**How to complete this task:** Your response should consist of the data that follows, repeated in full without alteration.

[Entries taken from a collection]
--- START ---

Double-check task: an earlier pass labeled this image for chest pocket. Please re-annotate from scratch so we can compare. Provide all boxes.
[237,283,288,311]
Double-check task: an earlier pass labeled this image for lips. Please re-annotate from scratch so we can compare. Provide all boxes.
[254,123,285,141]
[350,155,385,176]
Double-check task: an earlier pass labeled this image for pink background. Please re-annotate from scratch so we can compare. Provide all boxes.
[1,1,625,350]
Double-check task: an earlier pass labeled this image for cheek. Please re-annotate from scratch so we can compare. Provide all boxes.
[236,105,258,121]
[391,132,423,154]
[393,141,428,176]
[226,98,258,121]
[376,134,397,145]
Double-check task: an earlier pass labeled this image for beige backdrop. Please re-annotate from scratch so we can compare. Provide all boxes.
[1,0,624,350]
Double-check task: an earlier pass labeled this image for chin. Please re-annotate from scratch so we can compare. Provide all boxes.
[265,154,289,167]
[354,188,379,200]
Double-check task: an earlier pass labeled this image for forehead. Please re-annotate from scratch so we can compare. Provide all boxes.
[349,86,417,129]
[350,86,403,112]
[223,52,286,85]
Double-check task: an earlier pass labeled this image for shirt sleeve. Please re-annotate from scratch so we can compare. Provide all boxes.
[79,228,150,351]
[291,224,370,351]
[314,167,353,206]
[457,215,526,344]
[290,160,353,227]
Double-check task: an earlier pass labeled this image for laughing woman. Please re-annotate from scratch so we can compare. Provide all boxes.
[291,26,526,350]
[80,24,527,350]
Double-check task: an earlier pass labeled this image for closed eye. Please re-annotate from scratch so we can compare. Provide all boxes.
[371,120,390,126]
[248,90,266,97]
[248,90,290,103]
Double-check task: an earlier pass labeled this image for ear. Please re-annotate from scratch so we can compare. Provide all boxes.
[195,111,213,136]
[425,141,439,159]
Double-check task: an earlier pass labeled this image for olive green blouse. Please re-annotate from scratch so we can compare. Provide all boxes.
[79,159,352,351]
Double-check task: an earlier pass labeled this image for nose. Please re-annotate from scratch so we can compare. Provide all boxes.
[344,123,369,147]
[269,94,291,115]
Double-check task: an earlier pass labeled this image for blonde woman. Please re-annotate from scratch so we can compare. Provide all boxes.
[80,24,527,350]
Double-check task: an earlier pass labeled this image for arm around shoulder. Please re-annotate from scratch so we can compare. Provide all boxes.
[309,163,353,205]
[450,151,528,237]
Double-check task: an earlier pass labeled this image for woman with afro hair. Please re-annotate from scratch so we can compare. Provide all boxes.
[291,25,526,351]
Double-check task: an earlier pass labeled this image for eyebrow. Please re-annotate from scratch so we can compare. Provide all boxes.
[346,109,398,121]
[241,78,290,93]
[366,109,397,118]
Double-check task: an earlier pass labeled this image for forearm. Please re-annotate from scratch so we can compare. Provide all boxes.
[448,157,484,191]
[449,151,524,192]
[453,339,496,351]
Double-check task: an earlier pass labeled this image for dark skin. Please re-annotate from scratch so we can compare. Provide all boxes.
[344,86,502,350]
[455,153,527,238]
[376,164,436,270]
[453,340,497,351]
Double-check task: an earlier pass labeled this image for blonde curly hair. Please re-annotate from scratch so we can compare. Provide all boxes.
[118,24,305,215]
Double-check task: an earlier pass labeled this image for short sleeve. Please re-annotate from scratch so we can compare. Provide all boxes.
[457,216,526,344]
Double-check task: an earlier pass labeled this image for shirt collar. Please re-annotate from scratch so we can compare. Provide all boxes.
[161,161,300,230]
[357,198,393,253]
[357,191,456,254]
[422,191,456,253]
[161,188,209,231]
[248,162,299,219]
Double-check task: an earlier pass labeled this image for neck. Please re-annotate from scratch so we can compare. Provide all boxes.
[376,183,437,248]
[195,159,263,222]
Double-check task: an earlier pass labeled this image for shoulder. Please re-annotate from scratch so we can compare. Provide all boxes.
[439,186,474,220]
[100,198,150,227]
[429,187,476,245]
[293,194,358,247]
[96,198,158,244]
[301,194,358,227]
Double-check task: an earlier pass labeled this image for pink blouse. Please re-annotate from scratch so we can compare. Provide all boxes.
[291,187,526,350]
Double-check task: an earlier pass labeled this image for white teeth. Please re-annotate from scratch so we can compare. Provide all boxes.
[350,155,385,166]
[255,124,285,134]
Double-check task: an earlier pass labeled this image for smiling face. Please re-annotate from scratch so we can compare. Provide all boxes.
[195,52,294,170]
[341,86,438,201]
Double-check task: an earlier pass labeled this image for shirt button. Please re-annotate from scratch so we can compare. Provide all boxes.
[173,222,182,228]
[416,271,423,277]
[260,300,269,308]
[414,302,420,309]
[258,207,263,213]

--- END ---

**Solution below:**
Double-check task: an earlier pass labeled this image for chest pocket. Please re-annotate from scratch so we can compare. Provide all boxes.
[237,283,288,311]
Double-check task: an earlier pass labeled this image for lips. Please re-annotate from scratch so we can compare. Provide all boxes.
[254,123,285,141]
[350,155,385,176]
Double-check task: an earlier pass labeled this image for pink background. Please re-annotate from scratch so we can compare. Provide all boxes.
[1,1,625,350]
Double-check task: an earlier pass labeled this image for cheek. Please re-annotate from scratch so we can compare. Provide all boxes.
[236,105,258,121]
[391,132,423,154]
[393,141,428,176]
[226,98,258,121]
[376,134,397,145]
Double-check task: an earlier pass labeled this image for beige backdrop. Please re-annotate from scratch so we can compare. Provide all boxes.
[1,0,624,350]
Double-check task: an earlier pass labeled this image for chin. Please re-annotate from scratch so we can compare. Provide all boxes.
[265,154,289,167]
[354,188,379,200]
Double-check task: an earlier pass labeled this image for forehead. Please re-annotate from scratch so we can compare. Provide all boxes.
[349,86,417,129]
[350,86,403,112]
[223,52,286,85]
Double-check task: an earlier pass labeled this image for shirt sleeve. Please re-annotate from scratch so we can compare. Provide all boxes.
[79,228,150,351]
[291,224,370,351]
[314,167,353,206]
[457,215,526,344]
[290,160,353,227]
Double-check task: an earlier pass labeled this image for laughing woman. Please re-annotate from scratch so we can compare. Provide all boxes.
[291,26,526,350]
[80,24,527,350]
Double-check task: an earlier pass labeled this image for closed eye. Please re-annotate from scratch so we can compare. Provide all boxes.
[371,120,390,126]
[248,90,266,97]
[248,90,290,103]
Double-check task: an earlier pass labeled this image for ear. Please re-annotate from scratch so we can compare. Provide all boxes.
[195,111,213,136]
[425,141,439,159]
Double-check task: an earlier pass labeled this image for olive green blouse. Please re-annotate from scratch so we can compare. Provide all boxes.
[79,159,352,351]
Double-check task: an earlier pass labeled this image for nose. Please re-annotate from scratch so we can compare. Provide all boxes.
[344,123,369,147]
[269,94,291,115]
Double-check task: an earlier pass labeled this image for blonde woman. Please re-annotate from scratch so we can compare. Provide all boxes.
[80,24,527,350]
Double-check task: an earlier pass labeled this image for arm around shoulder. Please re-annotate from scratch so we can compare. Provide all boxes.
[309,163,353,205]
[450,151,528,237]
Double-check task: an earlier pass labeled this image for woman with afro hair. Please re-annotate from scratch so we can compare. Provide all boxes.
[291,25,526,351]
Double-check task: an earlier pass labeled this image for eyebrow. Please re-annotate from scratch so we can compare. Provide all boxes.
[346,109,398,121]
[241,78,290,93]
[366,109,397,118]
Double-check task: an earlier pass labeled this image for forearm. Please re-annotate from scratch so we can compare. Provide all boxes.
[448,157,484,191]
[449,151,524,192]
[453,339,496,351]
Double-check task: an earlier pass labeled this image for dark skin. Please re-annotate from scratch so we can compare. Provide all boxes.
[344,86,502,350]
[455,153,527,238]
[376,164,436,270]
[453,340,497,351]
Double-check task: an earlier pass labeled this image for blonde curly hair. Please re-annotate from scratch so we can compare. Provide all boxes.
[118,24,305,215]
Double-check task: an earlier pass labeled this image for short sleeve. Please re-annotate from scratch so we can compare. Provide all boxes.
[457,216,526,344]
Double-check task: an earlier pass labeled this image for shirt collar. Please re-annotate from scratch so we can compare. Provide all boxes.
[161,161,300,230]
[357,198,393,253]
[357,191,456,254]
[422,191,456,253]
[161,188,209,231]
[248,162,299,219]
Double-check task: an earlier pass labeled this image for neck. Please re-annotate from scratch so we can compare. Provide all boxes.
[376,183,437,248]
[195,159,263,222]
Double-check task: an earlier pass labeled this image for shoulder. Please re-annotate from scratch so we can compare. Provide all boxes.
[439,186,474,220]
[100,198,150,227]
[429,187,476,245]
[293,194,358,247]
[96,198,158,244]
[301,194,358,227]
Double-check task: an earlier pass labeled this image for pink blouse. Please re-annotate from scratch so we can compare. Provide all boxes.
[291,187,526,350]
Double-check task: an earlier pass labeled this image for white teeth. Please re-annotate from scratch so we can compare. Provide all boxes.
[350,155,385,166]
[255,124,285,134]
Double-check task: an earlier pass labeled this image for smiling face. Please re-annotate from scratch so we can compare. Provide all boxes.
[195,52,294,170]
[341,86,438,201]
Double-check task: an earlier pass labeled this image for shirt button. Please re-annotate from scratch so we can compare. Provide all boxes.
[173,222,182,228]
[416,271,423,277]
[260,300,269,308]
[414,302,420,309]
[258,207,263,213]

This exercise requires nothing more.